# EXERCISE DETAILS:
Convert each of the rows below into a JSON array of strings, one string per line, skipping any blank lines.

# DATA:
◇ ◇ ◇

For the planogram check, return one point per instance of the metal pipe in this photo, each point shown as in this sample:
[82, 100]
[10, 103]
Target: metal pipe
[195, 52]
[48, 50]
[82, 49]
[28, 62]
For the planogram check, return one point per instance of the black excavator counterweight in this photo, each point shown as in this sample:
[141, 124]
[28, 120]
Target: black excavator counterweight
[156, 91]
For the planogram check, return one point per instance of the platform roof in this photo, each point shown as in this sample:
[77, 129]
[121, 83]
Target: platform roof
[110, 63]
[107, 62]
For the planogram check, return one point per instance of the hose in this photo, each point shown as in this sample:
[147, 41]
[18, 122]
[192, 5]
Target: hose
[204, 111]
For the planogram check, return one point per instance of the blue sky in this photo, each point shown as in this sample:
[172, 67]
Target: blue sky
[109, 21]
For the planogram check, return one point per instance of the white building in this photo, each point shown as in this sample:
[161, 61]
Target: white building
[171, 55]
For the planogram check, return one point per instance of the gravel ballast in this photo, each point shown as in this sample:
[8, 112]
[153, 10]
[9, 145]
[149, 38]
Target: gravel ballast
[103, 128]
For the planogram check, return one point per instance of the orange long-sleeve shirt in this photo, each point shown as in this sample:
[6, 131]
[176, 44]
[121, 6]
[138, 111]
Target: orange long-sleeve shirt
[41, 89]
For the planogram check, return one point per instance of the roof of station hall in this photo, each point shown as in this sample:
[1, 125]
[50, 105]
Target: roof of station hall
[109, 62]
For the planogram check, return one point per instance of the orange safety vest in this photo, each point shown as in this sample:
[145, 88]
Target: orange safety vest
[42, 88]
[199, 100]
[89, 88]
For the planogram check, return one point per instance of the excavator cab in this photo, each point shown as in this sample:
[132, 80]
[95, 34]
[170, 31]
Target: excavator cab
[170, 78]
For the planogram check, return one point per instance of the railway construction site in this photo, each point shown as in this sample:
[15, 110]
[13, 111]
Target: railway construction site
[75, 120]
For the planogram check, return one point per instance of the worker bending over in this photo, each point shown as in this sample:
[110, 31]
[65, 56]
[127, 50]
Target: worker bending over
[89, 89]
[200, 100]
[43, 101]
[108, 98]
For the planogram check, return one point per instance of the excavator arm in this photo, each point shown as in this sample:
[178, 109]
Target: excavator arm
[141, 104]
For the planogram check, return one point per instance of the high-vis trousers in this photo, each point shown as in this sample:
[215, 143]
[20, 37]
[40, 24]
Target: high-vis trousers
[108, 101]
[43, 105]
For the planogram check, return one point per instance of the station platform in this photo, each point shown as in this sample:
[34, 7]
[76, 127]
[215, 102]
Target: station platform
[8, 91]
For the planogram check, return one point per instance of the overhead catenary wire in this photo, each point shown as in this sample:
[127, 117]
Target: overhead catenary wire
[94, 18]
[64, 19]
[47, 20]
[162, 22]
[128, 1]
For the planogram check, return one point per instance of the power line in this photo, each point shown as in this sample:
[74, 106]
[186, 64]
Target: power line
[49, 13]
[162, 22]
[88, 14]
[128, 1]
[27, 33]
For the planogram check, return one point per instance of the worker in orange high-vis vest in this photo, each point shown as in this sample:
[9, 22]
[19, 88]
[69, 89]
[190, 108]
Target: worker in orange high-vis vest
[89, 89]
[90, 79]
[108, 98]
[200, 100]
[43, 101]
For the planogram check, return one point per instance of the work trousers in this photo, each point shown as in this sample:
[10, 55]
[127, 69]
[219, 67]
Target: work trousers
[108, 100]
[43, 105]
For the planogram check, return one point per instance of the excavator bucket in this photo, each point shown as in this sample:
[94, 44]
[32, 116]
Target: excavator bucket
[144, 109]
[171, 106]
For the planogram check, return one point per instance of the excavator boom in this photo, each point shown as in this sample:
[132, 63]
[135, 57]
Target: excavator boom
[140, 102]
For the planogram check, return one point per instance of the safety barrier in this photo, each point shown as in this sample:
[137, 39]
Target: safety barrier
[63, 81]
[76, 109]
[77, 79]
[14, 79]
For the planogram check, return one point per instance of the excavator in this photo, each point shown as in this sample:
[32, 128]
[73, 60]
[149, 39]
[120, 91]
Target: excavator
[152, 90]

◇ ◇ ◇

# RESPONSE:
[
  "For the planogram check, return one point per instance of the metal pipe in this photo, each point shown as in this sample:",
  "[82, 100]",
  "[10, 103]",
  "Target: metal pipe",
  "[195, 52]",
  "[48, 50]",
  "[82, 49]",
  "[28, 62]",
  "For the planogram check, return one point per instance of the black excavator counterweight in this photo, each point shown as in this sample:",
  "[141, 124]",
  "[28, 120]",
  "Target: black excavator counterweight",
  "[156, 91]",
  "For the planogram check, return one point per instance of the platform roof in this photo, each point shown as in this sample:",
  "[77, 129]",
  "[121, 83]",
  "Target: platform roof",
  "[110, 63]",
  "[107, 62]",
  "For the planogram check, return one point per instance of the hose in this photo, each point shown as in this sample:",
  "[147, 41]",
  "[18, 122]",
  "[192, 5]",
  "Target: hose",
  "[204, 111]",
  "For the planogram check, return one point per instance of the blue sky in this photo, each point shown as in this sample:",
  "[172, 67]",
  "Target: blue sky",
  "[109, 21]",
  "For the planogram check, return one point per instance of the white building in this photo, each point shown as in this sample:",
  "[161, 61]",
  "Target: white building",
  "[171, 55]",
  "For the planogram check, return one point per instance of the gravel ballast in this photo, each point shown as in this sample:",
  "[8, 112]",
  "[153, 10]",
  "[9, 145]",
  "[149, 38]",
  "Target: gravel ballast",
  "[103, 128]",
  "For the planogram check, return one point per instance of the orange long-sleeve shirt in this photo, each point shown as in this sample:",
  "[6, 131]",
  "[176, 44]",
  "[121, 6]",
  "[138, 111]",
  "Target: orange long-sleeve shirt",
  "[41, 89]",
  "For the planogram check, return one point per instance of the roof of station hall in this photo, each point shown as in this sample:",
  "[1, 125]",
  "[50, 105]",
  "Target: roof of station hall",
  "[109, 62]",
  "For the planogram check, return one point per instance of the orange safety vest in this photo, each point shown as in this sample:",
  "[145, 88]",
  "Target: orange safety vest",
  "[42, 88]",
  "[199, 100]",
  "[89, 88]",
  "For the planogram check, return one point per instance of the excavator cab in this photo, each point shown as in this sample:",
  "[132, 80]",
  "[95, 34]",
  "[170, 31]",
  "Target: excavator cab",
  "[170, 78]",
  "For the planogram check, return one point per instance of the railway construction site in this photo, each point shown as in this sample:",
  "[15, 110]",
  "[13, 111]",
  "Target: railway construction site",
  "[75, 120]",
  "For the planogram check, return one point per instance of the worker bending over in this photo, each point shown as in this sample:",
  "[110, 31]",
  "[65, 56]",
  "[127, 50]",
  "Target: worker bending over",
  "[89, 89]",
  "[200, 100]",
  "[43, 101]",
  "[108, 98]",
  "For the planogram check, return one point per instance of the excavator arm in this photo, each point shown as in this sample:",
  "[178, 109]",
  "Target: excavator arm",
  "[141, 104]",
  "For the planogram check, return one point per instance of the high-vis trousers in this photo, each point shown as in this sample:",
  "[215, 143]",
  "[20, 37]",
  "[40, 24]",
  "Target: high-vis trousers",
  "[108, 101]",
  "[43, 105]",
  "For the planogram check, return one point per instance of the station platform in this photo, each point shown as in this sample:",
  "[34, 7]",
  "[76, 127]",
  "[215, 102]",
  "Target: station platform",
  "[8, 91]",
  "For the planogram check, return one point per instance of the overhead catenary wire in this photo, each point shown as in this sample:",
  "[127, 117]",
  "Target: overhead catenary wire",
  "[94, 18]",
  "[64, 19]",
  "[47, 20]",
  "[162, 22]",
  "[128, 1]",
  "For the planogram check, return one point per instance of the power line in this photo, each point shown as in this sample:",
  "[74, 106]",
  "[186, 64]",
  "Target: power line",
  "[49, 13]",
  "[162, 22]",
  "[88, 14]",
  "[128, 1]",
  "[27, 33]",
  "For the planogram check, return one point per instance of the worker in orange high-vis vest in this photo, each point shown as in this sample:",
  "[9, 22]",
  "[19, 88]",
  "[69, 89]",
  "[190, 108]",
  "Target: worker in orange high-vis vest",
  "[89, 89]",
  "[90, 79]",
  "[108, 98]",
  "[200, 100]",
  "[43, 101]",
  "For the planogram check, return one point per instance of the work trousers in this photo, each point shown as in this sample:",
  "[10, 55]",
  "[127, 69]",
  "[219, 67]",
  "Target: work trousers",
  "[108, 100]",
  "[43, 105]",
  "For the planogram check, return one point per instance of the excavator bucket in this photo, each point shown as in this sample:",
  "[94, 44]",
  "[32, 116]",
  "Target: excavator bucket",
  "[144, 109]",
  "[171, 106]",
  "For the planogram check, return one point per instance of the excavator boom in this photo, each point shown as in this sample:",
  "[132, 63]",
  "[135, 57]",
  "Target: excavator boom",
  "[140, 102]",
  "For the planogram check, return one point per instance of the safety barrier in this photo, each point shown as in this sample:",
  "[137, 39]",
  "Target: safety barrier",
  "[63, 81]",
  "[76, 109]",
  "[77, 79]",
  "[14, 79]",
  "For the planogram check, return one point per instance of the excavator in this photo, each point shown as in this sample:",
  "[32, 128]",
  "[73, 60]",
  "[149, 39]",
  "[120, 91]",
  "Target: excavator",
  "[152, 90]"
]